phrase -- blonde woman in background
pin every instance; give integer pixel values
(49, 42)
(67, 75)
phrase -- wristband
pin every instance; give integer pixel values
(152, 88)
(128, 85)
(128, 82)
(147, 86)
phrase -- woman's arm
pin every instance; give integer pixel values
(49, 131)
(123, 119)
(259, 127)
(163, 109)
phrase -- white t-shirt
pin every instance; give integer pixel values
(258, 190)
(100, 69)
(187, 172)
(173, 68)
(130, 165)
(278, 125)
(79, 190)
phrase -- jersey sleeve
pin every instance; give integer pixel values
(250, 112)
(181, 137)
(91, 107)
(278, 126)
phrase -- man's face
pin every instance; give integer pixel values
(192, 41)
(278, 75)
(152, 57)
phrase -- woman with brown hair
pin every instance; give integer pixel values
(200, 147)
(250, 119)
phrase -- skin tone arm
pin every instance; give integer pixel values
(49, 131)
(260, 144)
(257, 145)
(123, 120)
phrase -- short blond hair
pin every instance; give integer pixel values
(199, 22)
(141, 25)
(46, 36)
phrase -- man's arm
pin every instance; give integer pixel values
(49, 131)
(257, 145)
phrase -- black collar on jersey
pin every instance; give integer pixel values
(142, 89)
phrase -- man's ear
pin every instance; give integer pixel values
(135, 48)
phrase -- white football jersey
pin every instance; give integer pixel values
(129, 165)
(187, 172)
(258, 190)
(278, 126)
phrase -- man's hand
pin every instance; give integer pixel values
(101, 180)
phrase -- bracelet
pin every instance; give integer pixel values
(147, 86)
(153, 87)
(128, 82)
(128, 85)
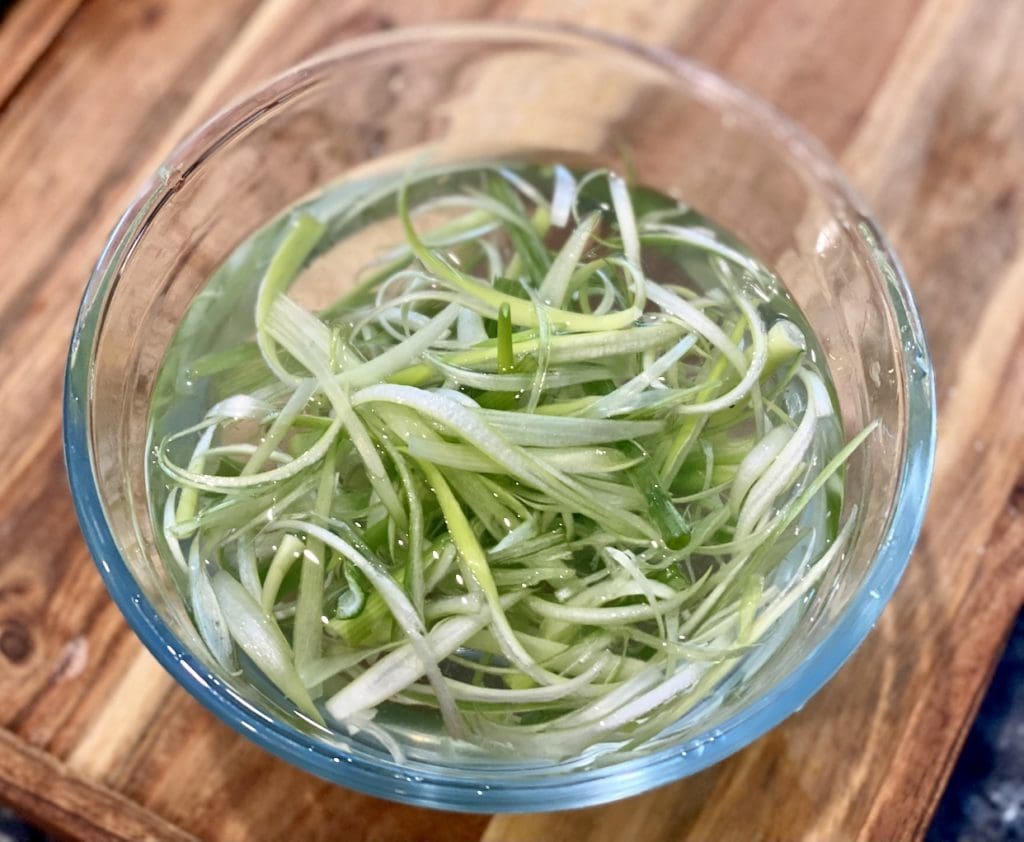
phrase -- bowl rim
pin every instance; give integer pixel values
(460, 790)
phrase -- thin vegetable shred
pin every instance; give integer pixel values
(527, 458)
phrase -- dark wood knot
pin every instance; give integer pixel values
(15, 642)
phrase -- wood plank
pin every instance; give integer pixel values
(929, 126)
(45, 793)
(27, 30)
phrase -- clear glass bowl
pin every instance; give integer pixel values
(453, 92)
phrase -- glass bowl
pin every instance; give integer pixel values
(504, 91)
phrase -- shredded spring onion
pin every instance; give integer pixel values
(553, 468)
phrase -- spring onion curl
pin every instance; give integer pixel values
(561, 459)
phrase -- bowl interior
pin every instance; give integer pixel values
(449, 94)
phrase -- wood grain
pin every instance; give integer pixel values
(27, 31)
(921, 101)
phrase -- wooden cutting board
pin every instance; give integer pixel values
(923, 102)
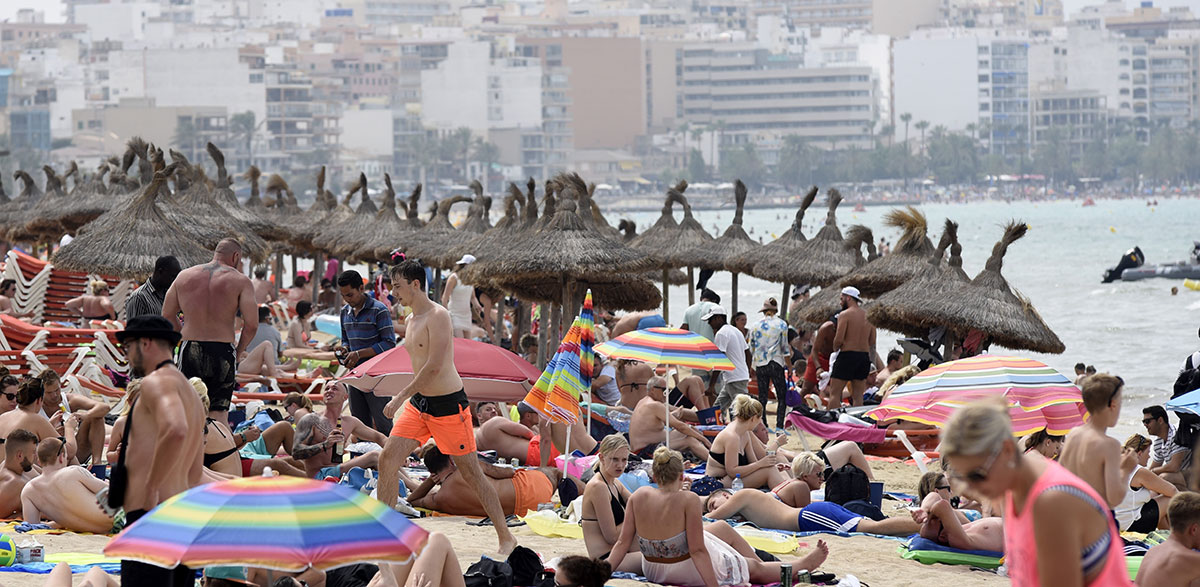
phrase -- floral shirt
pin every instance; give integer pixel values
(768, 341)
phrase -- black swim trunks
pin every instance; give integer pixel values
(216, 365)
(135, 573)
(851, 365)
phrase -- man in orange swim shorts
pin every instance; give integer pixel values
(433, 403)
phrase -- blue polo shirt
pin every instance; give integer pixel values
(370, 328)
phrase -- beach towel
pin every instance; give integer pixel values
(927, 551)
(837, 431)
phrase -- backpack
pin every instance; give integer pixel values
(847, 484)
(489, 573)
(1188, 431)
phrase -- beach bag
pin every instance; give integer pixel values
(526, 565)
(489, 573)
(847, 484)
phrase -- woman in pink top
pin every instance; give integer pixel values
(1056, 529)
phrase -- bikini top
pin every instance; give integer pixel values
(670, 547)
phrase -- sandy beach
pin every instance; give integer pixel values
(871, 559)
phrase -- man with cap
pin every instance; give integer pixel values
(366, 331)
(853, 346)
(162, 448)
(729, 339)
(768, 354)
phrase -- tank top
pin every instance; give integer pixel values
(1129, 508)
(460, 300)
(1021, 549)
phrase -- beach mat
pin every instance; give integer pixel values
(79, 562)
(927, 551)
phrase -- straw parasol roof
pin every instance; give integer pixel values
(228, 201)
(910, 307)
(732, 243)
(565, 249)
(126, 240)
(345, 219)
(906, 259)
(990, 305)
(784, 246)
(437, 237)
(820, 261)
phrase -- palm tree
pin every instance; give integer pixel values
(243, 126)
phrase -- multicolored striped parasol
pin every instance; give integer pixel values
(276, 522)
(1038, 396)
(667, 346)
(569, 372)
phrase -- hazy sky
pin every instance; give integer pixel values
(53, 9)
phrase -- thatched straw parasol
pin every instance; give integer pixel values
(820, 261)
(126, 240)
(438, 235)
(228, 201)
(990, 305)
(909, 309)
(906, 259)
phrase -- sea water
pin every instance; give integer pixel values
(1137, 330)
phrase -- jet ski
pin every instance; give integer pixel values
(1133, 267)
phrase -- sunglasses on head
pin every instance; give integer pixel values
(982, 473)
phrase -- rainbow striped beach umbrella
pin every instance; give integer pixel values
(667, 346)
(1038, 396)
(569, 372)
(276, 522)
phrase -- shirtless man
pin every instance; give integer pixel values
(940, 522)
(7, 292)
(29, 415)
(432, 407)
(855, 345)
(315, 443)
(519, 490)
(819, 359)
(64, 495)
(647, 427)
(19, 448)
(264, 291)
(210, 297)
(1090, 453)
(163, 439)
(1176, 561)
(90, 437)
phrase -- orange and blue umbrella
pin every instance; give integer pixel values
(276, 522)
(556, 395)
(667, 346)
(1038, 396)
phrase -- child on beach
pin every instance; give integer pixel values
(1176, 562)
(1090, 453)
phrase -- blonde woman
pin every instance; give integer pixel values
(94, 305)
(1057, 528)
(675, 545)
(738, 451)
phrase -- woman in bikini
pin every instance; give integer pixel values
(675, 545)
(1057, 528)
(738, 451)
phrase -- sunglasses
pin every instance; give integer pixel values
(982, 473)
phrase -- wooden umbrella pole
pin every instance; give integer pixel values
(543, 334)
(666, 295)
(733, 293)
(691, 287)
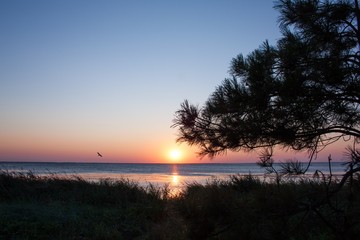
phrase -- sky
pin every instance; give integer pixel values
(85, 76)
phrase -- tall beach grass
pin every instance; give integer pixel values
(242, 207)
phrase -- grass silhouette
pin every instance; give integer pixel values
(243, 207)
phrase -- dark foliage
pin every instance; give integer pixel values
(301, 94)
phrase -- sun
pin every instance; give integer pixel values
(175, 155)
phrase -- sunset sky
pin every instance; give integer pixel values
(85, 76)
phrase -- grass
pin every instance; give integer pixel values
(242, 207)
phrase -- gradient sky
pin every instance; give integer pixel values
(77, 77)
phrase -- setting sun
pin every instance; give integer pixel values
(175, 155)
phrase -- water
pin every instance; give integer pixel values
(176, 176)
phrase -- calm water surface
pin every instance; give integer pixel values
(176, 176)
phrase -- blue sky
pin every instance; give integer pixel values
(78, 77)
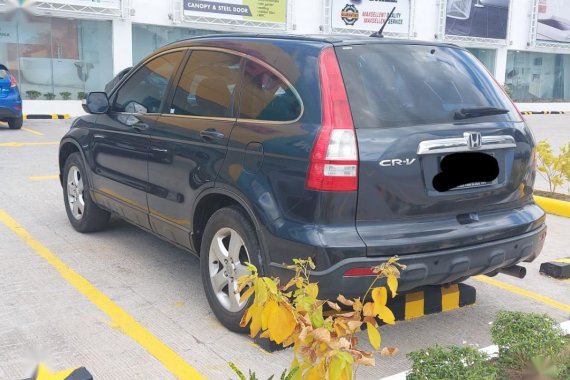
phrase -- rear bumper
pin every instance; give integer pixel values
(432, 268)
(10, 108)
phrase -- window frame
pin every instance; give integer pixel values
(113, 95)
(174, 84)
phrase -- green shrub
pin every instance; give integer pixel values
(554, 168)
(524, 338)
(33, 94)
(286, 375)
(451, 363)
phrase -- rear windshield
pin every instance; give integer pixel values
(391, 85)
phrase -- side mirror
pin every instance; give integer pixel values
(96, 103)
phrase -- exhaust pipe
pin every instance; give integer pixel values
(515, 271)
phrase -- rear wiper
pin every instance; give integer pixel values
(468, 113)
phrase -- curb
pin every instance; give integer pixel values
(543, 112)
(559, 268)
(427, 300)
(47, 117)
(553, 206)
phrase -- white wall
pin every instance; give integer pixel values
(307, 17)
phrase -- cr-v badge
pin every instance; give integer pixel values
(398, 162)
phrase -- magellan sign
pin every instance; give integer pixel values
(272, 11)
(369, 15)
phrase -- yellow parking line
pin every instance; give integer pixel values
(120, 318)
(32, 131)
(19, 145)
(523, 292)
(43, 177)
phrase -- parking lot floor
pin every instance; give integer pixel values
(48, 315)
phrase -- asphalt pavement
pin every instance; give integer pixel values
(128, 305)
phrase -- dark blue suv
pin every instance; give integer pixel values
(10, 100)
(345, 149)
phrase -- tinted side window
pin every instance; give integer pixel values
(266, 97)
(144, 92)
(207, 85)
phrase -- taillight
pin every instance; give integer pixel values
(333, 164)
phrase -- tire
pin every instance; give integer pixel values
(84, 215)
(225, 225)
(16, 123)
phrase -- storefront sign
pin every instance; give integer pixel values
(369, 15)
(113, 4)
(553, 24)
(8, 32)
(249, 10)
(477, 18)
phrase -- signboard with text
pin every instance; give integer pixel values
(553, 23)
(114, 4)
(369, 15)
(477, 19)
(262, 11)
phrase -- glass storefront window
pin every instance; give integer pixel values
(486, 56)
(56, 58)
(538, 77)
(148, 38)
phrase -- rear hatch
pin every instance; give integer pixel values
(445, 158)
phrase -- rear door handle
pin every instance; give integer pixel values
(212, 134)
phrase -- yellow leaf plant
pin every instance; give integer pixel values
(325, 344)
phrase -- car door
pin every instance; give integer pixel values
(121, 142)
(189, 142)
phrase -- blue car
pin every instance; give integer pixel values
(10, 99)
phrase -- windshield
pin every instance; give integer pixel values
(396, 85)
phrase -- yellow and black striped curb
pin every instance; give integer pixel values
(424, 301)
(543, 112)
(553, 206)
(559, 268)
(47, 117)
(432, 300)
(43, 373)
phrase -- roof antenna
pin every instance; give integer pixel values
(379, 33)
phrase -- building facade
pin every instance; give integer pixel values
(62, 49)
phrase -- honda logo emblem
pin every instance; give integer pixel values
(473, 140)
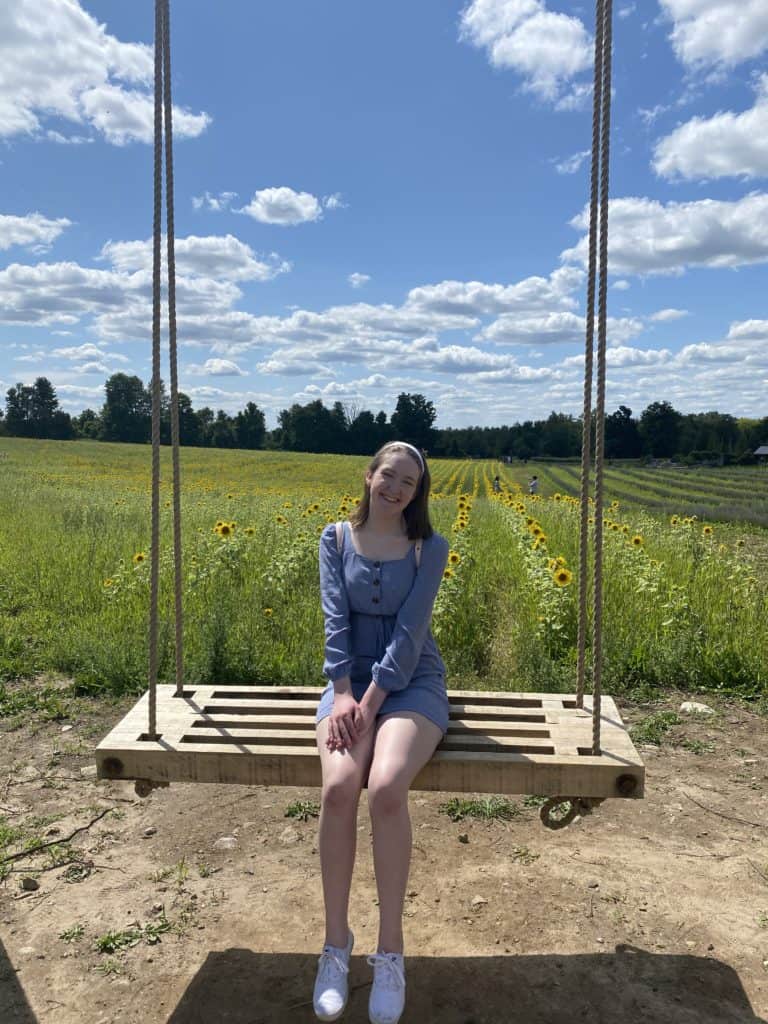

━━━━━━━━━━━━━━━━━━━━

Work order: Counting only lines that hold the string "with", give the number of such lines in the records. Write nothing else.

Written answer: 3